[WHAT IS BEING ASKED] In the copy you make, include no pictures, and transcribe every record exactly.

Collection entries
····················
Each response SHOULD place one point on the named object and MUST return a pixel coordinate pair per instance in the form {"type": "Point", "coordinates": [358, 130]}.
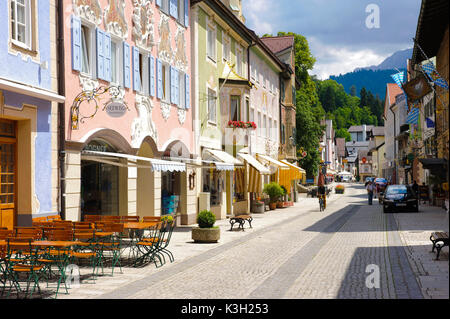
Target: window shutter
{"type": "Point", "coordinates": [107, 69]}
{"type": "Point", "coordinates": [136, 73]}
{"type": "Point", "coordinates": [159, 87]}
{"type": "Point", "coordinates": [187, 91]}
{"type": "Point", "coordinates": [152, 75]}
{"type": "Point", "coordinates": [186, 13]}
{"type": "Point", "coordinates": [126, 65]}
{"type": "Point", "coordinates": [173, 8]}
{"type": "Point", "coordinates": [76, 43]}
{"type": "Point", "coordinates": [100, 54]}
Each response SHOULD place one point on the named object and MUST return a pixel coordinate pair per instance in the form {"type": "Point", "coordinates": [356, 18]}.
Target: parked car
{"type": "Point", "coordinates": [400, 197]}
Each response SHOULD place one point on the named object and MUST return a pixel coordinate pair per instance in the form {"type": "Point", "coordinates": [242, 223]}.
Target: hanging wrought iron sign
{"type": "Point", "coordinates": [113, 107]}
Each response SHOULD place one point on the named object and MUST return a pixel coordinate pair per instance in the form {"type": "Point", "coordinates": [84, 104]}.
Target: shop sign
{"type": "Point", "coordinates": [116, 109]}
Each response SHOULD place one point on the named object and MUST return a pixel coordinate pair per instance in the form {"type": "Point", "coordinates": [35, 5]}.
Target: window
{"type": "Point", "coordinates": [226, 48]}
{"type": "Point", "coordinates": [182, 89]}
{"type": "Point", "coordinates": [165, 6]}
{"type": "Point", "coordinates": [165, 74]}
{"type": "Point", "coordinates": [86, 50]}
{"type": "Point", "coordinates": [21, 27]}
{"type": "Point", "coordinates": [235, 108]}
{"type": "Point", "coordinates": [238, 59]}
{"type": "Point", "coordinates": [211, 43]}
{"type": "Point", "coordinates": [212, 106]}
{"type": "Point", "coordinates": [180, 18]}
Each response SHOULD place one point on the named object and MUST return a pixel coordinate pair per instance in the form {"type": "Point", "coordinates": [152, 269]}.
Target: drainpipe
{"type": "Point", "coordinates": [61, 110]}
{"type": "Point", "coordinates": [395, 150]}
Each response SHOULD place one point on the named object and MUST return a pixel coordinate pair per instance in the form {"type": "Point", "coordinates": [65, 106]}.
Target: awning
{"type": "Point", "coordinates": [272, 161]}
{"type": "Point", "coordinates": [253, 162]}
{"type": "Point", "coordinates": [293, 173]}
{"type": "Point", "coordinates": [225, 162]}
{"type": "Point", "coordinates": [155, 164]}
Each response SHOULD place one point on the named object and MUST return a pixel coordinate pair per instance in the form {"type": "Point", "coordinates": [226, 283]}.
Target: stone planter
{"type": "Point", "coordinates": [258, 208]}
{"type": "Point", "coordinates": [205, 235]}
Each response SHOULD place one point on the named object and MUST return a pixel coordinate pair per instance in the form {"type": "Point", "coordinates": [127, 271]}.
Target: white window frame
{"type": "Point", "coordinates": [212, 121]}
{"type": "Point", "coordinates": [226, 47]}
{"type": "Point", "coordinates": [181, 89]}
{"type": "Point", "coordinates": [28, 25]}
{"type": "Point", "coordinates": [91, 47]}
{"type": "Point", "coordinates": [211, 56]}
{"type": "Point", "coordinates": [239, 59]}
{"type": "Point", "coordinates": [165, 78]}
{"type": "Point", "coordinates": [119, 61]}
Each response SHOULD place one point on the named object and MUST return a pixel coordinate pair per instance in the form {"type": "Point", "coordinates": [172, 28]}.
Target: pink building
····················
[SOLUTION TO THE EXERCISE]
Each response SHOULD place one point on the named object and MUST return a pixel coordinate pair per instance in the form {"type": "Point", "coordinates": [358, 130]}.
Target: window shutter
{"type": "Point", "coordinates": [107, 69]}
{"type": "Point", "coordinates": [136, 73]}
{"type": "Point", "coordinates": [159, 87]}
{"type": "Point", "coordinates": [187, 91]}
{"type": "Point", "coordinates": [152, 75]}
{"type": "Point", "coordinates": [186, 13]}
{"type": "Point", "coordinates": [126, 65]}
{"type": "Point", "coordinates": [173, 8]}
{"type": "Point", "coordinates": [76, 43]}
{"type": "Point", "coordinates": [100, 54]}
Each response SHOULD place one point on the named object and MUST return a pixel coordinate pair per instance in the form {"type": "Point", "coordinates": [356, 18]}.
Target: parked car
{"type": "Point", "coordinates": [400, 197]}
Each response SHOULD place one point on the named object and MUST return a pixel coordinate pair per instance in the form {"type": "Point", "coordinates": [242, 223]}.
Target: hanging wrought iron sign
{"type": "Point", "coordinates": [113, 107]}
Each response SHOULD place one point on the named object and MUST return a pixel coordinate pair per instance in the form {"type": "Point", "coordinates": [84, 104]}.
Target: shop sign
{"type": "Point", "coordinates": [116, 109]}
Each response SHOULD place one point on the named object and MUST return a pixel coordinate pair per instance in the form {"type": "Point", "coordinates": [35, 5]}.
Target: window
{"type": "Point", "coordinates": [226, 48]}
{"type": "Point", "coordinates": [182, 89]}
{"type": "Point", "coordinates": [165, 6]}
{"type": "Point", "coordinates": [165, 74]}
{"type": "Point", "coordinates": [86, 50]}
{"type": "Point", "coordinates": [21, 27]}
{"type": "Point", "coordinates": [235, 108]}
{"type": "Point", "coordinates": [238, 59]}
{"type": "Point", "coordinates": [211, 43]}
{"type": "Point", "coordinates": [212, 106]}
{"type": "Point", "coordinates": [180, 18]}
Each response SHOULD place one point on the named object and MUST return a pixel coordinate pair per instance in the form {"type": "Point", "coordinates": [152, 269]}.
Target: drainpipe
{"type": "Point", "coordinates": [61, 110]}
{"type": "Point", "coordinates": [395, 150]}
Each response SHOULD place one point on the named object and MUST return a pixel coordinate pair per instance in the form {"type": "Point", "coordinates": [65, 106]}.
Target: awning
{"type": "Point", "coordinates": [272, 161]}
{"type": "Point", "coordinates": [253, 162]}
{"type": "Point", "coordinates": [293, 173]}
{"type": "Point", "coordinates": [225, 162]}
{"type": "Point", "coordinates": [155, 164]}
Each response SHOULD place one point on the named object and MUST return a pixel coordinate pair per instance in the form {"type": "Point", "coordinates": [226, 283]}.
Target: stone planter
{"type": "Point", "coordinates": [258, 208]}
{"type": "Point", "coordinates": [205, 235]}
Each response SHOULD place one point on the named object and MUST return a pixel coordinate pair per instance in the form {"type": "Point", "coordinates": [127, 271]}.
Target: white window frame
{"type": "Point", "coordinates": [212, 121]}
{"type": "Point", "coordinates": [226, 47]}
{"type": "Point", "coordinates": [181, 89]}
{"type": "Point", "coordinates": [28, 25]}
{"type": "Point", "coordinates": [91, 47]}
{"type": "Point", "coordinates": [211, 56]}
{"type": "Point", "coordinates": [239, 59]}
{"type": "Point", "coordinates": [165, 78]}
{"type": "Point", "coordinates": [119, 61]}
Each response SHOULD place one point on the named object and MUST return a pixel coordinate pair per instance in the form {"type": "Point", "coordinates": [172, 28]}.
Target: pink building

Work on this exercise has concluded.